Repeat exactly, and only, the lines from the line containing "Locate the second" through the last line of the records below, including both.
**** DATA LISTING
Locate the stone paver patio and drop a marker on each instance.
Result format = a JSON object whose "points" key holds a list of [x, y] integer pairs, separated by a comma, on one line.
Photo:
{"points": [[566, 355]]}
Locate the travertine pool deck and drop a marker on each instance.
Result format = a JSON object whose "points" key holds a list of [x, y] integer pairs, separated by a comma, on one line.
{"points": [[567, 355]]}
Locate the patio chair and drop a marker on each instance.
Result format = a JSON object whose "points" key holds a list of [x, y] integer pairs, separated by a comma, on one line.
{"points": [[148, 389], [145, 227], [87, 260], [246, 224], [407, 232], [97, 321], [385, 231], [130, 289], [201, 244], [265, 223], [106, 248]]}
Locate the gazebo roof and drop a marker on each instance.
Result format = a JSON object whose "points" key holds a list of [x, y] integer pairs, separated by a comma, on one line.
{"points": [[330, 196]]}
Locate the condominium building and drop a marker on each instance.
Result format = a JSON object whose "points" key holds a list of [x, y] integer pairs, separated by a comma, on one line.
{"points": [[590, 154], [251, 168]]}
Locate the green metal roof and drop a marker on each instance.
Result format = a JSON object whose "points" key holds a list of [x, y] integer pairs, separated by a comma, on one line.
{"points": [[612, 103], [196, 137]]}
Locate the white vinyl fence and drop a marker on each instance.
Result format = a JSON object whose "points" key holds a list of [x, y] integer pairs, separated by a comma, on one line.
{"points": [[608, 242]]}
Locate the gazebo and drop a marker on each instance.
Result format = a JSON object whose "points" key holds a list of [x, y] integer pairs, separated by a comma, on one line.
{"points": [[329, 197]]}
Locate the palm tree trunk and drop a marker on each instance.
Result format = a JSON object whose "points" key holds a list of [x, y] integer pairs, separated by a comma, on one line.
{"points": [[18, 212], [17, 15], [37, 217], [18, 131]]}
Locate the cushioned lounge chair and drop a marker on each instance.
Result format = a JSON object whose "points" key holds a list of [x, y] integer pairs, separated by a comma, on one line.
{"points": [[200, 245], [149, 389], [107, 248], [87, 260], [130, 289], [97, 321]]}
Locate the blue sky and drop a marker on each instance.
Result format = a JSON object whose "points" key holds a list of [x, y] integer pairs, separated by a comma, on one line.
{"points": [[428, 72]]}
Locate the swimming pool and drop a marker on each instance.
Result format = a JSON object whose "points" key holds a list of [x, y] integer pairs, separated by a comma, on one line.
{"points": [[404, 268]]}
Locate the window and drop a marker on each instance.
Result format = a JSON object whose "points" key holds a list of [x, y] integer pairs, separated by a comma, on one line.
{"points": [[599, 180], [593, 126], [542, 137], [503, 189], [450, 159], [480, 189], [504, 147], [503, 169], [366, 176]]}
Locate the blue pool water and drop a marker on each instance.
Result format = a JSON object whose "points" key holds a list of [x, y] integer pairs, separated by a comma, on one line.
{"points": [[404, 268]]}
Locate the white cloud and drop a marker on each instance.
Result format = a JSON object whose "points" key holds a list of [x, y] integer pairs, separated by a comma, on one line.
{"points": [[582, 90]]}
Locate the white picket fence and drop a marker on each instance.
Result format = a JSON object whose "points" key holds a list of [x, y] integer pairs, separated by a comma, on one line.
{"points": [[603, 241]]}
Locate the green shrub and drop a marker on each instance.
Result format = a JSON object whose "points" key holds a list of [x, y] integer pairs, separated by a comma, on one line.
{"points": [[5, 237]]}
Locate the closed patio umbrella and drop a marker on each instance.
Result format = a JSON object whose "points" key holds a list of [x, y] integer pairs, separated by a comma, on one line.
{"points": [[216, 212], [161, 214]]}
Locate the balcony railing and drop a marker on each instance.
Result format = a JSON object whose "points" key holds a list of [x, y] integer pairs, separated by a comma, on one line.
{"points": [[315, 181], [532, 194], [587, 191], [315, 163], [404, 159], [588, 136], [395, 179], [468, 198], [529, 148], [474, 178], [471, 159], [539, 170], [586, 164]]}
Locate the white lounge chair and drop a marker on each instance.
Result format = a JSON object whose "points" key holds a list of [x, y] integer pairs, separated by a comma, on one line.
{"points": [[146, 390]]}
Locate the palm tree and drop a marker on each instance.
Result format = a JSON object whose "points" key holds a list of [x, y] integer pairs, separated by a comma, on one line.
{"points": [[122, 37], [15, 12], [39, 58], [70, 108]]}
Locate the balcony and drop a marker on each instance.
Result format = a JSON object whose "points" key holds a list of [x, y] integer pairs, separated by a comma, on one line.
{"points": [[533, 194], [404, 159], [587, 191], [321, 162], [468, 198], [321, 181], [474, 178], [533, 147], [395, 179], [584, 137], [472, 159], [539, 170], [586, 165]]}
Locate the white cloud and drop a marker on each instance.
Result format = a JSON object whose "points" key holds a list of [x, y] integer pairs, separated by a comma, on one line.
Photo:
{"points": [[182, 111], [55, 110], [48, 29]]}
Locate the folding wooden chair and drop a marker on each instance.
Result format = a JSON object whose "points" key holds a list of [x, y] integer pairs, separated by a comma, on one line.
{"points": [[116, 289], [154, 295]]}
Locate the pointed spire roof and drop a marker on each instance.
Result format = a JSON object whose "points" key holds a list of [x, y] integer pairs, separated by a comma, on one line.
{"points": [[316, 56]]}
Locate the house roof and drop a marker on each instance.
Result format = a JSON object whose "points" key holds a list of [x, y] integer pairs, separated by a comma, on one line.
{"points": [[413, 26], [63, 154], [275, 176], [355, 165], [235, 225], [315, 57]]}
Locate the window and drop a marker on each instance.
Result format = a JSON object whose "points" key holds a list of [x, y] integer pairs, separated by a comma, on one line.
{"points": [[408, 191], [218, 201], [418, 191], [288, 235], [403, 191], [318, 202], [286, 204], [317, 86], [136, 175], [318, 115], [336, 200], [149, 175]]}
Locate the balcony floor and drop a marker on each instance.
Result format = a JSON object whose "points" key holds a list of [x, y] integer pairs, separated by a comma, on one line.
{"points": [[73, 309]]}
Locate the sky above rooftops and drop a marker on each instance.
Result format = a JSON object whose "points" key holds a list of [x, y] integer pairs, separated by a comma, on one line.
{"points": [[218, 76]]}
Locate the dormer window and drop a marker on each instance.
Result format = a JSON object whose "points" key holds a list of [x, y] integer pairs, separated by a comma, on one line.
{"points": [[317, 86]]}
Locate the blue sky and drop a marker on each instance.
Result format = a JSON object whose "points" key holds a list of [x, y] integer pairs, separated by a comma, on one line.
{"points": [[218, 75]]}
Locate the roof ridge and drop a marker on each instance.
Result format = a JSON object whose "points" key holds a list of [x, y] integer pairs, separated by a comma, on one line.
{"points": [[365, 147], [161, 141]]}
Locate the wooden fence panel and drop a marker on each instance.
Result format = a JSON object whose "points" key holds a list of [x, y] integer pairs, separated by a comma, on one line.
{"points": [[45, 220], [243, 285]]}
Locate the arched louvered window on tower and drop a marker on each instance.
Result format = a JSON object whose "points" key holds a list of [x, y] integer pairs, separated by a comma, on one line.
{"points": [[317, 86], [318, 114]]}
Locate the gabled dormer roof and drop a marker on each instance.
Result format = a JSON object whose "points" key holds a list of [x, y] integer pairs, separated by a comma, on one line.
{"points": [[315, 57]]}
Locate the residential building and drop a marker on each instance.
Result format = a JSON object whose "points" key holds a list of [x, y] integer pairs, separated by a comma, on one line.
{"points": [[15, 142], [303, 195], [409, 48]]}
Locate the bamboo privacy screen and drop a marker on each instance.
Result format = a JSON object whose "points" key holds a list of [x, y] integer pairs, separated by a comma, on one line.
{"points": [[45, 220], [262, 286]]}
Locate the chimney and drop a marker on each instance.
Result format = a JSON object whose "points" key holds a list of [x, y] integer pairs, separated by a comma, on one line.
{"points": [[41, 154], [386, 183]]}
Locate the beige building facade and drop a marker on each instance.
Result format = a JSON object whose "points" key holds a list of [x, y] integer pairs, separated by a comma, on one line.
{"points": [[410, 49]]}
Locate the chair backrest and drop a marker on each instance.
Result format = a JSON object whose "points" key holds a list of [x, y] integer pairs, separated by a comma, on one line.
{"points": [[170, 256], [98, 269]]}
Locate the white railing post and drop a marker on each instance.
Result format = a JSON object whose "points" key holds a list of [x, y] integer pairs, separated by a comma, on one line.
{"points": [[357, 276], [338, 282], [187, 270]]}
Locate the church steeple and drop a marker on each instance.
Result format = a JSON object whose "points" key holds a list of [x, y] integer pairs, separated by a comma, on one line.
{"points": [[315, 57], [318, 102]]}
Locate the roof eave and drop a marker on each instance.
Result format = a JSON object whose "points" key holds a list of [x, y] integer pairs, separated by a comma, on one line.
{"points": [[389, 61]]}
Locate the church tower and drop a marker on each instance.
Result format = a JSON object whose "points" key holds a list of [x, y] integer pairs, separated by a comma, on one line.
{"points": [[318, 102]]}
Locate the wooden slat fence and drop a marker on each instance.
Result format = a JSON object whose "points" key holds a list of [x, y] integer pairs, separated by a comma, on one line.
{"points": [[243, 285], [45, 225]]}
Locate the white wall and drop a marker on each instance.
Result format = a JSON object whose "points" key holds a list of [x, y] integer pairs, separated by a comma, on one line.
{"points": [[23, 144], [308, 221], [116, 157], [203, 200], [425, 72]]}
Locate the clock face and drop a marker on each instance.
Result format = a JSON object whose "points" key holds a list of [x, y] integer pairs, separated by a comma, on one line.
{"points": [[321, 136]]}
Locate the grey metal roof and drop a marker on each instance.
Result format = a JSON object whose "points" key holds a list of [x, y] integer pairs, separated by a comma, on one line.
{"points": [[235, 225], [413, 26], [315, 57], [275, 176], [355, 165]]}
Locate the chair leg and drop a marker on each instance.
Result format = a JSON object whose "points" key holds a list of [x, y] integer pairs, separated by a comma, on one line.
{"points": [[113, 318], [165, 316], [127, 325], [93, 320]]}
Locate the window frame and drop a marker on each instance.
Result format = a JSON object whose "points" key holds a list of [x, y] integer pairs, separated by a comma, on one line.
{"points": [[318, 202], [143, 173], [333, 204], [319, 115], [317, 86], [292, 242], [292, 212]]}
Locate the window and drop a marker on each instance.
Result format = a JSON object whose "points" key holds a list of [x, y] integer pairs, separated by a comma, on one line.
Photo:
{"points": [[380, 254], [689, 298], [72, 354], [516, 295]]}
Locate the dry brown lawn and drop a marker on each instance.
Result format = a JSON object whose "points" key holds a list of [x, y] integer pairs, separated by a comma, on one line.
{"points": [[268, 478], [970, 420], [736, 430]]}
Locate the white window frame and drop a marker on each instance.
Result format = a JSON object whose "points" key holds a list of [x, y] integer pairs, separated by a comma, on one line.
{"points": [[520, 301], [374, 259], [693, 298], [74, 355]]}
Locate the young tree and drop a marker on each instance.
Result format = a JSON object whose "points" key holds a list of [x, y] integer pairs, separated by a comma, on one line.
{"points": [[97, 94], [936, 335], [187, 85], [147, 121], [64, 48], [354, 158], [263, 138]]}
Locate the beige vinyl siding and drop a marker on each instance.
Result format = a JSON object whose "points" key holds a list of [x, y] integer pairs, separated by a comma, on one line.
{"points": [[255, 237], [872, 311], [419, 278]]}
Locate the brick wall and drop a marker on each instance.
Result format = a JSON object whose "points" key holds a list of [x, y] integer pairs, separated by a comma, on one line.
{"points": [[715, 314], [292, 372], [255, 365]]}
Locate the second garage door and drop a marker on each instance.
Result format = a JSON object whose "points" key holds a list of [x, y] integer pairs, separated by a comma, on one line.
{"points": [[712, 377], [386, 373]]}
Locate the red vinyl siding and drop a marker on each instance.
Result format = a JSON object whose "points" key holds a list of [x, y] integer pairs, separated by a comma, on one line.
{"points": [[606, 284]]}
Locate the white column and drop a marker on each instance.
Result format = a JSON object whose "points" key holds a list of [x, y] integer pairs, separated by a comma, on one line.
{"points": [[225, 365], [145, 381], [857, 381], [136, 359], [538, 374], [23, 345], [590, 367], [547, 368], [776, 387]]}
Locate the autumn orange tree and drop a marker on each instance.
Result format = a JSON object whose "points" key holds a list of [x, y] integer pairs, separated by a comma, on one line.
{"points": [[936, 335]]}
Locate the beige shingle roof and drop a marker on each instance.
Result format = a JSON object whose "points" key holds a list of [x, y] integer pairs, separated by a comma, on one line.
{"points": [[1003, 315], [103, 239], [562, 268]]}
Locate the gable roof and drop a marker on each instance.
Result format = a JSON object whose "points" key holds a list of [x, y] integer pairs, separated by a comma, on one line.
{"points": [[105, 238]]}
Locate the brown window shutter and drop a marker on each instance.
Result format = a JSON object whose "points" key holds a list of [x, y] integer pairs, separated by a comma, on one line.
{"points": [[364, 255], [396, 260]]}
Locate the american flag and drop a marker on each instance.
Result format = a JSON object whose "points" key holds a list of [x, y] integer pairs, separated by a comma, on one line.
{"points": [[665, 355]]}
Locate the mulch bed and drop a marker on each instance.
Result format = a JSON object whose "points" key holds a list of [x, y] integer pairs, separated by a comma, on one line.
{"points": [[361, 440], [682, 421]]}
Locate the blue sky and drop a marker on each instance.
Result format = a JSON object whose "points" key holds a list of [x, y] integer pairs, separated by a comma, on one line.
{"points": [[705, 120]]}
********
▶ _EXERCISE SOLUTION_
Locate the second garage door and drop a marker on each instance.
Result format = a JSON object whose "points" key holds a list of [x, y] integer pairs, separated by a comma, on one line.
{"points": [[712, 377], [386, 373]]}
Locate the red vinyl siding and drop a marker on each instance.
Result format = a JSON object whose "points" key holds a list of [x, y] integer pairs, separated by a comma, on one line.
{"points": [[606, 284]]}
Locate the white column and drop a marker on each instance.
Result format = a JSON object whose "points" key holds a list of [x, y] integer pairs, separated by a comma, on one line.
{"points": [[225, 365], [145, 381], [857, 381], [136, 359], [538, 374], [23, 345], [590, 367], [547, 368], [776, 387]]}
Locate the autumn orange tree and drop a marker on each instance.
Result format = a JSON object whose "points" key holds a list of [x, y] integer pairs, separated by a comma, on one line.
{"points": [[936, 335]]}
Locate the beige shingle roof and drop a marker on each instance.
Result format = a JSON object whose "points" key holds a list of [x, y] integer pairs, separated by a comma, on one line.
{"points": [[1003, 315], [103, 239], [562, 268]]}
Locate the gable roof and drop a marker on each instance.
Result format = a JSON object whose "points" key holds a list of [x, y] integer pairs, separated by a comma, on one line.
{"points": [[105, 238]]}
Locate the brown window shutter and drop a marker on each instance.
Result format = a JSON object whose "points" key holds a list of [x, y] integer pairs, separated by a comma, on one line.
{"points": [[364, 255], [396, 260]]}
Locate the american flag and drop a marker on each instance.
Result format = a JSON object whose "points" key holds a list of [x, y] integer pairs, separated by a comma, on one line.
{"points": [[665, 355]]}
Locate the mulch bed and drop a marker on each instance.
Result format = a JSON object whose "points" key holds a list of [x, y] integer pairs, separated by a comma, on one line.
{"points": [[361, 440], [682, 421]]}
Locate the blue sky and drop a marker on each instance.
Result format = a JSON object whose "points" key holds a list of [x, y] integer pairs, separated by a comma, on one line.
{"points": [[705, 120]]}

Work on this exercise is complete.